[SET OF TASKS]:
1. According to the wedding post, who agreed to officiate the wedding?
2. Continue the wedding post from its last sentence.

Start of SOURCE

How to include my father in our wedding..

Bjones, on July 20, 2021 at 4:53 AM Posted in Etiquette and Advice 0 5
A little backstory..


My dad has in/out of my life for my entire life, and I was lucky enough to have my grandparents to raise me. I came out to him as gay my junior year of high school, which didn’t go very well. He made his comments, and we didn’t speak much over the following 7 years. He is about three years sober now, and over the last year and a half we have started to rebuild our relationship.
My dad has become my number one fan, and for the first time in my life is someone I can count on to talk me through anything. He has met my fiancé a few times now (he lives in another state and we do not have the opportunity to see each other more often) and of my small family, he is among the most supportive of my relationship.
My fiancé and I are much more close with his family. His parents have offered to pay for our wedding and have been nothing but supportive of us. We have asked my FFIL to officiate our wedding, which he excitedly agreed to. My FMIL is helping me with the planning, and I am trying to include her in all the planning I can to show my appreciation. I also plan to get her a very special gift (tbd on what).
The other day my dad jokingly asked me if he would be included in our wedding, and I panicked and told him I would like for him to be, which he responded that he would love that.

End of SOURCE
Start of PROVIDED DATA

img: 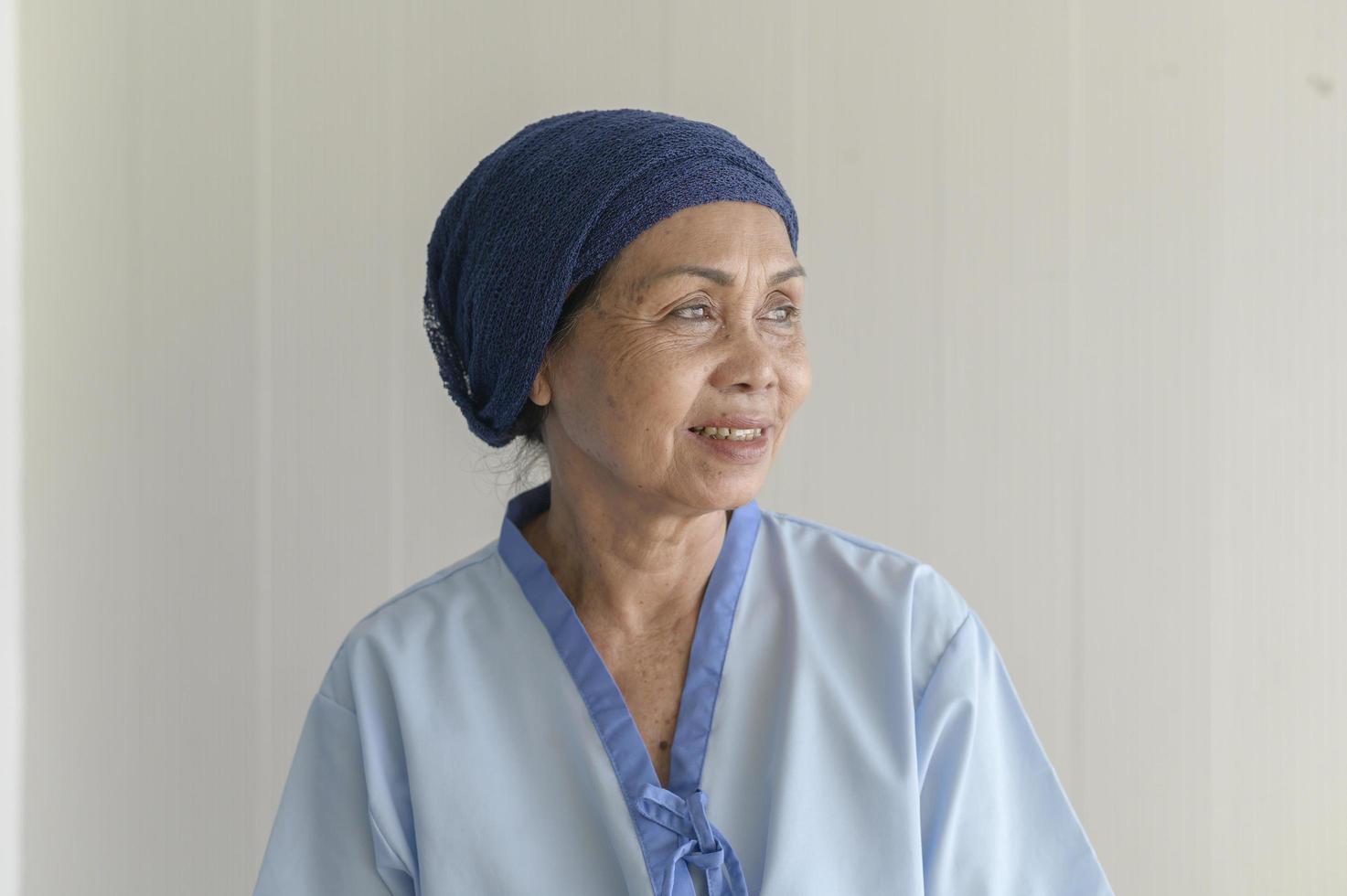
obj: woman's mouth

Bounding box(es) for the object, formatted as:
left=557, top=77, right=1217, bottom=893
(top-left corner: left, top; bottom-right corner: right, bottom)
left=691, top=426, right=763, bottom=442
left=687, top=426, right=772, bottom=464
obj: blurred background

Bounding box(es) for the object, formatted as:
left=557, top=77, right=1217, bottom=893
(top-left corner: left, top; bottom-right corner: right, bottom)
left=0, top=0, right=1347, bottom=896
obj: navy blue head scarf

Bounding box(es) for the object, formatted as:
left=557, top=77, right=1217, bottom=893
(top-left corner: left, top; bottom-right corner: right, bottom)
left=424, top=109, right=798, bottom=447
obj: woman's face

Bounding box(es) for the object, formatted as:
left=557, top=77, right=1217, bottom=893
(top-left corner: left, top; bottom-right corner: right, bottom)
left=532, top=202, right=809, bottom=512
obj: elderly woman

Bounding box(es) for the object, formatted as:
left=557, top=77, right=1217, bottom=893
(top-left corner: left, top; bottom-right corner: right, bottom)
left=256, top=109, right=1111, bottom=896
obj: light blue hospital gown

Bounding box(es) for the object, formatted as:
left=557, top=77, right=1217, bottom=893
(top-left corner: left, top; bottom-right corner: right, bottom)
left=254, top=483, right=1111, bottom=896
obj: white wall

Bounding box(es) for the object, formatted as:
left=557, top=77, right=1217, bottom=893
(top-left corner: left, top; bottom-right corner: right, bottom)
left=19, top=0, right=1347, bottom=896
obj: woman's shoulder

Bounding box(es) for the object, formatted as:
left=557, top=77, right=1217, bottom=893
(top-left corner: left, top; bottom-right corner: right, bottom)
left=761, top=509, right=973, bottom=692
left=312, top=540, right=502, bottom=709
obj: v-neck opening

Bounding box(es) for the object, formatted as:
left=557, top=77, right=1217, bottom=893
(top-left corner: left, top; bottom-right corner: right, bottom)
left=497, top=480, right=761, bottom=893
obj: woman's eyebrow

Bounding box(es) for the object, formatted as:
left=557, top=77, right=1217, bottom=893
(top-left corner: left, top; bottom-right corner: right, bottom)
left=636, top=264, right=808, bottom=293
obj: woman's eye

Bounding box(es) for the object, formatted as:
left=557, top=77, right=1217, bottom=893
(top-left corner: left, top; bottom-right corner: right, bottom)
left=672, top=304, right=711, bottom=321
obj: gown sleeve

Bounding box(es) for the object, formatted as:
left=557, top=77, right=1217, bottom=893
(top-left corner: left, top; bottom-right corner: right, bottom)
left=253, top=690, right=416, bottom=896
left=916, top=609, right=1113, bottom=896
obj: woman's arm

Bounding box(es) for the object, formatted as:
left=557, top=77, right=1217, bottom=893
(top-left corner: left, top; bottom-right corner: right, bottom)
left=253, top=690, right=418, bottom=896
left=916, top=609, right=1113, bottom=896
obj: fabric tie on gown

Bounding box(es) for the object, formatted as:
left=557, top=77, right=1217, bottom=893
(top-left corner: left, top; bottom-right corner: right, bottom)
left=636, top=784, right=749, bottom=896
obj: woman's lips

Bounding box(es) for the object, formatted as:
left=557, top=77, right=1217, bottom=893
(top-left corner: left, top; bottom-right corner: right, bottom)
left=686, top=424, right=772, bottom=464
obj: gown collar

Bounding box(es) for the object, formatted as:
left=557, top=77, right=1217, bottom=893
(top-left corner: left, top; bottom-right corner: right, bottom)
left=497, top=480, right=763, bottom=896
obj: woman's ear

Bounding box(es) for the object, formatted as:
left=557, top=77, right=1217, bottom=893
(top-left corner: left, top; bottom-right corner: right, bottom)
left=528, top=361, right=552, bottom=407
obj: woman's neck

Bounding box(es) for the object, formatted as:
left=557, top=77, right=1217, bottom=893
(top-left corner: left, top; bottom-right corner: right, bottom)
left=521, top=480, right=730, bottom=640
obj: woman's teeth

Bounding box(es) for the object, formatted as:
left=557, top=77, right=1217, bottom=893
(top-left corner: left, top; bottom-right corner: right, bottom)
left=692, top=426, right=763, bottom=442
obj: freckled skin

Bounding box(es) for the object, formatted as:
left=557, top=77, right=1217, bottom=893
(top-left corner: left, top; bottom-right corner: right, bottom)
left=523, top=202, right=809, bottom=785
left=532, top=202, right=811, bottom=513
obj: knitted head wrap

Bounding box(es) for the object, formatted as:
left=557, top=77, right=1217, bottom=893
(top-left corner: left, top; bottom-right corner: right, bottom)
left=424, top=109, right=798, bottom=447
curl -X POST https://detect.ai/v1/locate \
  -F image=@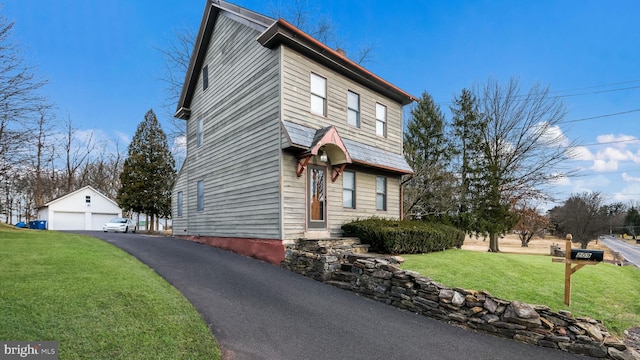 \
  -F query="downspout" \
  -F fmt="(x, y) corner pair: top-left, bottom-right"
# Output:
(400, 176), (404, 220)
(278, 47), (285, 242)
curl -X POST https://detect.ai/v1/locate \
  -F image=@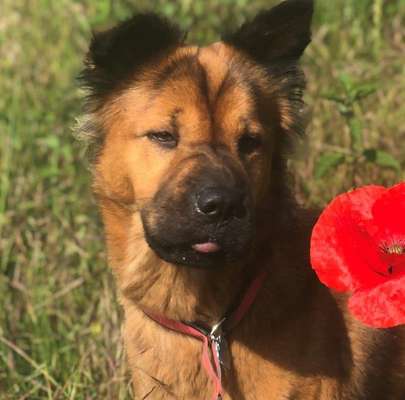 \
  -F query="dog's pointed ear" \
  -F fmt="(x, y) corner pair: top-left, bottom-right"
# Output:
(81, 13), (185, 101)
(224, 0), (314, 65)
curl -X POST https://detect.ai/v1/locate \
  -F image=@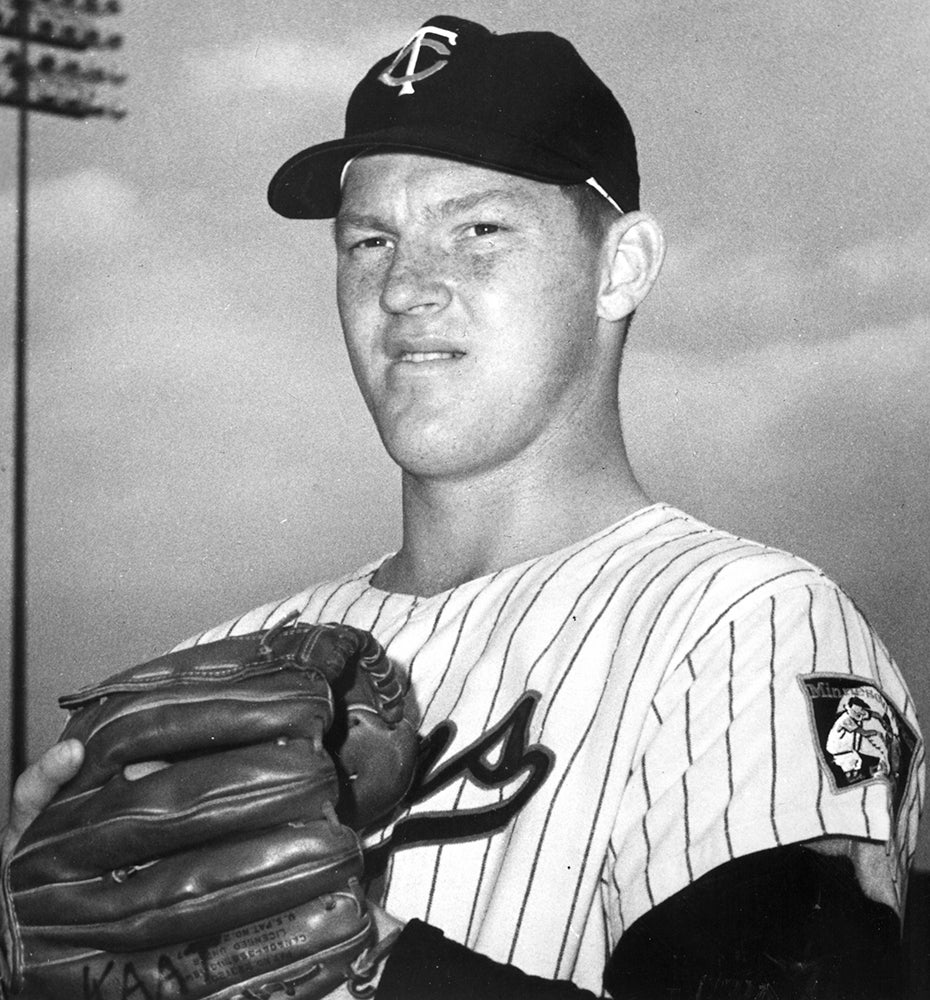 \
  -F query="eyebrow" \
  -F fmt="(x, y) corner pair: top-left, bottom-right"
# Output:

End of PROVIDED DATA

[TASK-BY-TASK RESULTS]:
1. The writer's future father-in-law.

2.
I honestly have never considered either of my parents being a part of my wedding, due to the years of no relationship with either of them. I have also always felt ashamed of my side, because of the differences in lifestyles between my parents and my fiancé’s parents. His are very traditional and are much more involved in his/our life.
I have a similar relationship with my mom, as I do my dad, but she and I don’t talk as often. My mom is very supportive of my relationship, but she has her life in California and I have mine in NC/AL. We talk occasionally, and things are mostly fine between us. I intend on having a mother/son dance with her at our wedding, which will be my way of including her. However, I am stuck on my dad. It means more to me that he is included in our wedding, than my mom, but I have no idea how to include him. With the healthy way our relationship is growing, I do want him to have a part. I also know it would break his heart to not be included, especially to end up seeing my mom included.
My grandmother will be walking me down the aisle. We both have our wedding parties chosen and I don’t really want to have him as a groomsman.
Any advice/thoughts would be greatly appreciated.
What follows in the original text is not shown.